# Tasks to complete
**A.** From the text on magnetorotational core-collapse supernovae, list every explosion morphology that its simulations are said to reveal.
**B.** Extend the text on magnetorotational core-collapse supernovae, beginning after its last sentence and keeping its style.

# Provided text
++++++++++++++++++++

From Jets to Failed Supernovae: Morphologies and Gravitational-Wave Signatures in Two-Dimensional Magnetorotational Core-Collapse Supernovae

Abstract

Magnetized and rotating core-collapse supernovae (CCSNe) are promising candidates for producing long gamma-ray bursts and hypernovae. In this project, we present 34 two-dimensional magnetized core-collapse supernova simulations with self-consistent neutrino transport, systematically exploring the parameter space of initial magnetic field strengths ($B_0 = 0$--$3.5 \times 10^{12}$~G) and rotation rates ($Ω_0 = 0$--$0.5$~rad~s$^{-1}$) for a 40~$M_\odot$ progenitor. Our simulations reveal four distinct explosion morphologies: failed explosions leading to black hole formation, monopolar jet explosions, bipolar jet explosions, and neutrino-driven explosions. We find that the 40 $M_\odot$ progenitor model failed to explode without magnetic fields in two dimensions, even with rapid rotation. The non-rotating models require strong seed magnetic fields ($B_0 \gtrsim 1.5 \times 10^{12}$~G) to launch magnetically driven explosions, while the introduction of rotation substantially lowers this threshold. The explosion timescale decreases systematically with both increasing magnetic field strength and rotation rate, ranging from $>500$~ms in marginally successful models to $<150$~ms in strongly magnetized, rapidly rotating systems. Diagnostic explosion energies in the most extreme models approach $\sim 10^{51}$~erg within 250~ms and continue growing in time, making them potential hypernovae and long gamma-ray burst progenitors. Finally, we analyze the gravitational wave signatures associated with each morphology and find that the gravitational wave frequencies mainly depend on the rotation rates but are less sensitive to the magnetic field strengths and explosion morphologies. However, the gravitational wave amplitudes strongly depend on the explosion morphologies and magnetic fields, making searches for gravitational waves from magnetorotational core-collapse supernovae more challenging.

Figures (14)

• Figure 1: Time evolution of the averaged shock radius (upper left), central density (upper right), proto-neutron star radius (lower left), and proto-neutron star mass (lower right) for non-rotating models ($\Omega_0=0$). Different colors represent models with different initial magnetic field strengths ranging from $B_0=0$ to $10^{12}$ (see Table \ref{['tab:simulations']}). All non-rotating models with $B_0 \leq 2 \times 10^{11}$ result in failed explosions and black hole formation, while models with $B_0 \geq 4 \times 10^{11}$ exhibit successful neutrino-driven explosions.

++++++++++++++++++++

(Data excerpts)
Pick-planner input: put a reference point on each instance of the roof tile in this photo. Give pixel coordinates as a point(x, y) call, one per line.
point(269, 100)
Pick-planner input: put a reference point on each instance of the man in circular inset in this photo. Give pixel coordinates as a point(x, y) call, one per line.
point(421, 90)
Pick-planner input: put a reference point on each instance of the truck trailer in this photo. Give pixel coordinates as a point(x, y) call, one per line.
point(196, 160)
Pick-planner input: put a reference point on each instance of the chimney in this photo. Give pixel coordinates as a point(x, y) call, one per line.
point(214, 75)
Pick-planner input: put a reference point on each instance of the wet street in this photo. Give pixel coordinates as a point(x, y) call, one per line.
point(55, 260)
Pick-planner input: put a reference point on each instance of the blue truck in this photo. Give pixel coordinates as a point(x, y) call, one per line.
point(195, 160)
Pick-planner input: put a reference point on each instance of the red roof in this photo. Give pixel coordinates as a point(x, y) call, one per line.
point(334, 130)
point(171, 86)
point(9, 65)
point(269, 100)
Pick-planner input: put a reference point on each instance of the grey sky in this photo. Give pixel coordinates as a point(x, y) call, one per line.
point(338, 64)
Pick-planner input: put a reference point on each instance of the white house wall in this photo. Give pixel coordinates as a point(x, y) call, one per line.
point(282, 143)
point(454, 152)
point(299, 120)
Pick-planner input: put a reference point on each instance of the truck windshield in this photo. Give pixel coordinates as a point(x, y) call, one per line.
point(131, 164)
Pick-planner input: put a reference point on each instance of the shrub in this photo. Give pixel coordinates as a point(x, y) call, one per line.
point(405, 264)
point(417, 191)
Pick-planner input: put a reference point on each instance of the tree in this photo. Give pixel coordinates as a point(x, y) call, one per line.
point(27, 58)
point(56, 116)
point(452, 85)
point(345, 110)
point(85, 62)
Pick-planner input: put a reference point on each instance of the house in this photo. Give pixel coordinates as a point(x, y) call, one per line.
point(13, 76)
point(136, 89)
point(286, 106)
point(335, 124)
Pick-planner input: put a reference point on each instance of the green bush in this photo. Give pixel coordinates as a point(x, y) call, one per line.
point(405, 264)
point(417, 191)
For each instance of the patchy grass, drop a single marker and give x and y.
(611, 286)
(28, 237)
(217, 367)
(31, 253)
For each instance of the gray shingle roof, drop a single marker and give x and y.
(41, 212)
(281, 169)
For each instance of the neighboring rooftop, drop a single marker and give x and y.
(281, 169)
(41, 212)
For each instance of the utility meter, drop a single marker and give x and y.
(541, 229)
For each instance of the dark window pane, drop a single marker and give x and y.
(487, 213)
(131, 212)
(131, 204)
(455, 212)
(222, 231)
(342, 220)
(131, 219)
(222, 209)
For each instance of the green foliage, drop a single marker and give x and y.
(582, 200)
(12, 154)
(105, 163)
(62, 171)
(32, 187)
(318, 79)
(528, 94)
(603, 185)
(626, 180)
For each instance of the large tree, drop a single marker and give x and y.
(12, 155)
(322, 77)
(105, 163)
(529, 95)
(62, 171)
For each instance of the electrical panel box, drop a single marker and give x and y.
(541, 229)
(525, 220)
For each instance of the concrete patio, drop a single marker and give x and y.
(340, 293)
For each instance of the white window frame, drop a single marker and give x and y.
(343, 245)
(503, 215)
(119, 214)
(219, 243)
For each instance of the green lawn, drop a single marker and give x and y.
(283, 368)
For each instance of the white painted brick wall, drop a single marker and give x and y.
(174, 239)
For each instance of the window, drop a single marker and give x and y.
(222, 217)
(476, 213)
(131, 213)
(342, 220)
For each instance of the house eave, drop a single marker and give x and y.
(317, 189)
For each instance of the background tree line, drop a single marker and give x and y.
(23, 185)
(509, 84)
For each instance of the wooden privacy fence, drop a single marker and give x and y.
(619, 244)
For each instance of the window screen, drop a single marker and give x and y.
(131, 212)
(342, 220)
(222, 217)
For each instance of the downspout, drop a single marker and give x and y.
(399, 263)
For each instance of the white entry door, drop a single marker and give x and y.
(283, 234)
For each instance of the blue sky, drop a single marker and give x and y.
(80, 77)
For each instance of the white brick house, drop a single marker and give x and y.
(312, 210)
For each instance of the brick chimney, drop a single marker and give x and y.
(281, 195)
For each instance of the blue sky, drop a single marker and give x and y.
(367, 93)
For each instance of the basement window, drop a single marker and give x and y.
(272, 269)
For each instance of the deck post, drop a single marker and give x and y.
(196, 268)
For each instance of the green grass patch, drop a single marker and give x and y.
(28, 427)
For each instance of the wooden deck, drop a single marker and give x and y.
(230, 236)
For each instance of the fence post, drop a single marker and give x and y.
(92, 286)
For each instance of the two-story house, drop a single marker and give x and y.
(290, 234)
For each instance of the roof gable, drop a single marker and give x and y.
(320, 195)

++++++++++++++++++++

# Answers to the exercises
**A.**
- Failed explosions leading to black hole formation
- Monopolar jet explosions
- Bipolar jet explosions
- Neutrino-driven explosions

**B.**
• Figure 2: Time evolution of the averaged shock radius for rotating models with different initial magnetic field strengths: $B_0=10^9$ (upper left), $10^{10}$ (upper right), $10^{11}$ (lower left), and $10^{12}$ (lower right). Different transparencies represent models with different initial angular velocities ranging from $\Omega_0=0.1$ to $0.5$ rad s$^{-1}$. The shock evolution demonstrates strong dependence on both magnetic field strength and rotation rate, with higher values generally leading to faster shock expansion and earlier explosions.
• Figure 3: Time evolution of central density for all models that result in black hole formation. Different colors represent models with different magnetic field strengths and rotational speeds (see Table \ref{['tab:simulations']}). The sharp increment in central density marks the moment of black hole formation. All non-rotating models without sufficiently strong magnetic fields ($B_0 < 4 \times 10^{11}$) undergo black hole formation, while some rotating models also fail to explode despite the presence of rotation and magnetic fields.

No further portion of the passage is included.